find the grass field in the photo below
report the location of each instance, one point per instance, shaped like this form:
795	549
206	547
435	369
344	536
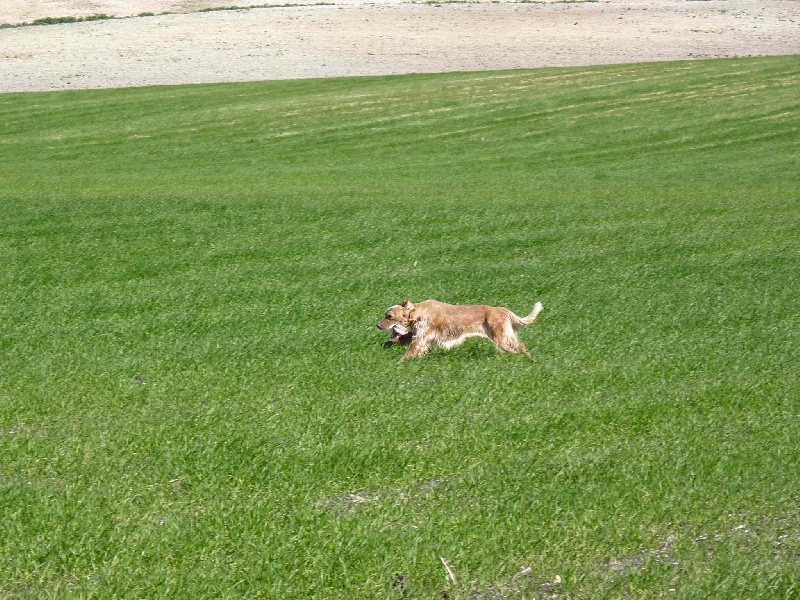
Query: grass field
194	401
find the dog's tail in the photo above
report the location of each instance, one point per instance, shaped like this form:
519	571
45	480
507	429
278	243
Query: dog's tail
517	321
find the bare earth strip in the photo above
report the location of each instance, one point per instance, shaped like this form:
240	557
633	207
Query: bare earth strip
357	37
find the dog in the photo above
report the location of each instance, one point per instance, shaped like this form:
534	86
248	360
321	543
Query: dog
400	335
433	323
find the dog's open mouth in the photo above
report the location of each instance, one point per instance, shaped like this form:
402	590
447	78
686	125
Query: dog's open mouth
398	329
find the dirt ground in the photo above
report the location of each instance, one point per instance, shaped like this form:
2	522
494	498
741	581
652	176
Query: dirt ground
368	37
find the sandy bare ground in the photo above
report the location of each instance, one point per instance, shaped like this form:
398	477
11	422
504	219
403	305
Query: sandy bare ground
361	37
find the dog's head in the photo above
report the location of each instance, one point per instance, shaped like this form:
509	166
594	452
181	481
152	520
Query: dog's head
399	314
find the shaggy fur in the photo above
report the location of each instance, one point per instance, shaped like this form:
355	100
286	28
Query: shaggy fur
434	323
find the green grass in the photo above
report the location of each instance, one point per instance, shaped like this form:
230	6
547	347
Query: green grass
193	396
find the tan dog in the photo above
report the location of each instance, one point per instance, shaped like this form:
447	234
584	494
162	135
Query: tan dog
435	323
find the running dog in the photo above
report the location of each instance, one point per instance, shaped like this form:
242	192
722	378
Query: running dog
432	323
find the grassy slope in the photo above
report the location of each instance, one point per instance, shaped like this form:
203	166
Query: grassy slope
193	399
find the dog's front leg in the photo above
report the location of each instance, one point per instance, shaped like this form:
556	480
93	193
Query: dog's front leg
417	349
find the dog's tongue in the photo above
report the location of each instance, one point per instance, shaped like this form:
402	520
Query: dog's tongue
399	329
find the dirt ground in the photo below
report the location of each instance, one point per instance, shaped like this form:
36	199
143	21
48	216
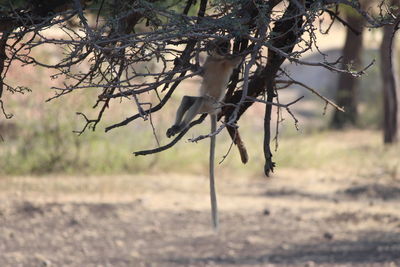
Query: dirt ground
297	218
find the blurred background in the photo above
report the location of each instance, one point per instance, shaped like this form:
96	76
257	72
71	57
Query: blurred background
85	200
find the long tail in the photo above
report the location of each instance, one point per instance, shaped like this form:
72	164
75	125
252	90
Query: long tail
213	195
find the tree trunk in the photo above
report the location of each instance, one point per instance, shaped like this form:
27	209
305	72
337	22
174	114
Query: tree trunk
389	83
347	86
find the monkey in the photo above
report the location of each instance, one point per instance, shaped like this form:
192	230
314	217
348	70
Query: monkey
217	71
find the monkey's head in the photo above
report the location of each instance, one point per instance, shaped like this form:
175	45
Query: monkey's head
219	47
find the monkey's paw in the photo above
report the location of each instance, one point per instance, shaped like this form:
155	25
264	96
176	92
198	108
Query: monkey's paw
173	130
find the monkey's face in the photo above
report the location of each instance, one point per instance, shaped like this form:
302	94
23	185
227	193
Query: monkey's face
219	47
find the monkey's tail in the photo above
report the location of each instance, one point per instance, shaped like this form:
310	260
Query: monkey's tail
213	195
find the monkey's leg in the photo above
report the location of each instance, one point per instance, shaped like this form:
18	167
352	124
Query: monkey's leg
186	103
193	111
213	194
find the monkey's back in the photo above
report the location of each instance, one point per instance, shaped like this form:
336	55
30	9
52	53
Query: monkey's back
215	79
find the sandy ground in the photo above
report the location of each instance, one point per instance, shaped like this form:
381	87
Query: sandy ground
297	218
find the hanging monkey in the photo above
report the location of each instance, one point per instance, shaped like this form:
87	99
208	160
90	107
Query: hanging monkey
217	71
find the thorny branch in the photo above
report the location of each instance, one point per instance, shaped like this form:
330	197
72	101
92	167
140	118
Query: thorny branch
141	51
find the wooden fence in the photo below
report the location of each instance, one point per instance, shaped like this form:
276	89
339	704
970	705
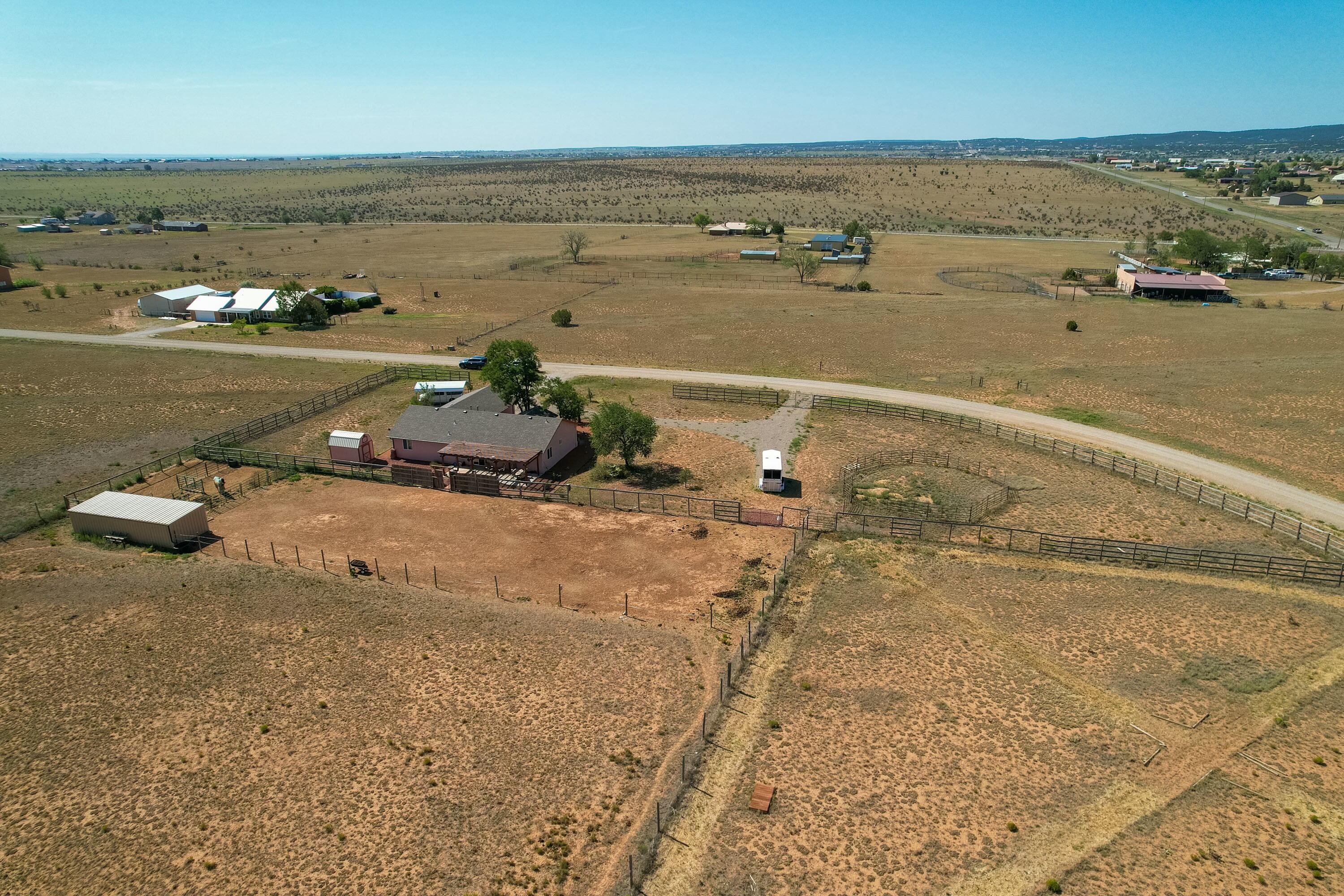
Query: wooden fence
268	424
729	394
1078	547
955	511
1279	521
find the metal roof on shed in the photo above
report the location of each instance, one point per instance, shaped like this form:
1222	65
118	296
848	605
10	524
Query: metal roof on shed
185	292
345	439
144	508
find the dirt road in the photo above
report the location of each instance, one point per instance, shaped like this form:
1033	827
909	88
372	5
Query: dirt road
1262	488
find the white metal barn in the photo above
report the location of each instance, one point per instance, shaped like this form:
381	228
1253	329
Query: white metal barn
143	519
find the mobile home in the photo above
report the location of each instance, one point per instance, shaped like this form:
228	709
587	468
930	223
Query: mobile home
772	472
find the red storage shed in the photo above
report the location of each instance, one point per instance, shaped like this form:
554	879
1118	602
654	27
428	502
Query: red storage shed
357	448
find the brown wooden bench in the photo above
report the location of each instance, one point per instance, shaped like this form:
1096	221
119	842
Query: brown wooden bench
761	798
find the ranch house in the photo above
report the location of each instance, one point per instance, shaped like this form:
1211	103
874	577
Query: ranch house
482	440
828	242
171	302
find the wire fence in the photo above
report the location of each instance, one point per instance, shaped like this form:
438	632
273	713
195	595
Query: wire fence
264	425
956	511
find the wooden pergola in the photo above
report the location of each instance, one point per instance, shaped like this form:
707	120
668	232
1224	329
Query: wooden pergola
491	457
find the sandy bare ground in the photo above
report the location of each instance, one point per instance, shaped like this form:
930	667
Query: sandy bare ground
1262	488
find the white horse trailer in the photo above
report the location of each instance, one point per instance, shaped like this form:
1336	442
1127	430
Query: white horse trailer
772	472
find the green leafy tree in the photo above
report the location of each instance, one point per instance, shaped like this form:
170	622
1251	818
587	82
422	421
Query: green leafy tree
1201	248
573	244
299	307
619	429
804	263
566	400
514	371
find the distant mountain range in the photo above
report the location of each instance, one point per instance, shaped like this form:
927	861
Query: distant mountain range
1242	144
1266	142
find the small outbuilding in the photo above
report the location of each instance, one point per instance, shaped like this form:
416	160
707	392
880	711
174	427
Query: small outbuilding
439	392
357	448
828	242
171	302
163	523
182	225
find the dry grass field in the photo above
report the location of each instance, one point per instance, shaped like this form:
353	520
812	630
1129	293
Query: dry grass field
78	413
1031	198
668	566
952	722
197	724
1049	493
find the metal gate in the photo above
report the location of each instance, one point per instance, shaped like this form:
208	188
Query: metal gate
728	511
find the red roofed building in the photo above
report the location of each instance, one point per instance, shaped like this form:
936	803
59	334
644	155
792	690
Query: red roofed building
1191	287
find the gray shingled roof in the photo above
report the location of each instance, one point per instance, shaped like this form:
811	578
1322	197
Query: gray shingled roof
444	425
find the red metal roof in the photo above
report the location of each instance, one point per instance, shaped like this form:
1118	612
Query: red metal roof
1180	281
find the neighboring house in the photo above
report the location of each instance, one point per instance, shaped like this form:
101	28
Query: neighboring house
482	440
96	218
828	242
207	310
252	304
171	302
1195	287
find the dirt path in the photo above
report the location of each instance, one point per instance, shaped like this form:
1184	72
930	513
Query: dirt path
690	836
1262	488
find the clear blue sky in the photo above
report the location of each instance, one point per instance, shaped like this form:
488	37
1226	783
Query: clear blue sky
276	77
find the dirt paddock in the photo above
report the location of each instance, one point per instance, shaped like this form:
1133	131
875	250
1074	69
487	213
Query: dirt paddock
597	555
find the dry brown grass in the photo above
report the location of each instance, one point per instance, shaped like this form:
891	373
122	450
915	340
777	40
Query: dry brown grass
80	413
929	699
1050	493
1034	198
224	727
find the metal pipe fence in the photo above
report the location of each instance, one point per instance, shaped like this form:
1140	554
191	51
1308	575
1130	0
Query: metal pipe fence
1077	547
956	511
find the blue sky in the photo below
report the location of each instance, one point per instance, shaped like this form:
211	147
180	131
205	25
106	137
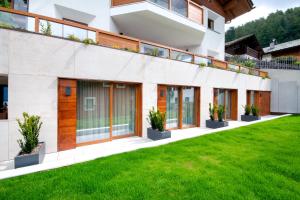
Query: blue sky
263	9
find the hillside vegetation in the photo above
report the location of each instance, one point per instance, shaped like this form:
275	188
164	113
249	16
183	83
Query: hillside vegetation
282	26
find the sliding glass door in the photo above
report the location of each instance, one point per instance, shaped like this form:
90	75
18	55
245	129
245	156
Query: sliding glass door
228	104
172	108
228	99
93	121
180	104
188	106
123	110
105	111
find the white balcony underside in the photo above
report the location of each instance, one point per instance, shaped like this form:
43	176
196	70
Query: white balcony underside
153	23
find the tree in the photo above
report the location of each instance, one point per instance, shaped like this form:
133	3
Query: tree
282	26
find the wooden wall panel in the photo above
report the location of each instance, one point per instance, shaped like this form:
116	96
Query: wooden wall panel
162	98
197	106
117	42
66	115
195	13
139	110
234	104
248	97
264	102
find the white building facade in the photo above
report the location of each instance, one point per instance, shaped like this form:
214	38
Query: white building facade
87	94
+---+
#### Short exercise
Give again only the lines of the material above that run from the one with "find the tree in the photo above" through the end, both included, exactly as they appear.

#### The reply
find the tree in the photo above
report the location of each instance, one point per instance, shaped like this form:
133	3
Query: tree
282	26
find the wooden wall panel in the photo above
report the location of each instance, one point per instance, shaped like this form:
116	96
Query: wooden wall panel
162	98
197	106
117	42
66	115
195	13
139	110
234	104
248	97
264	102
find the white building facade in the photo above
report the location of each instance, one point per instance, shaped like this form:
214	38
Query: white building facade
87	94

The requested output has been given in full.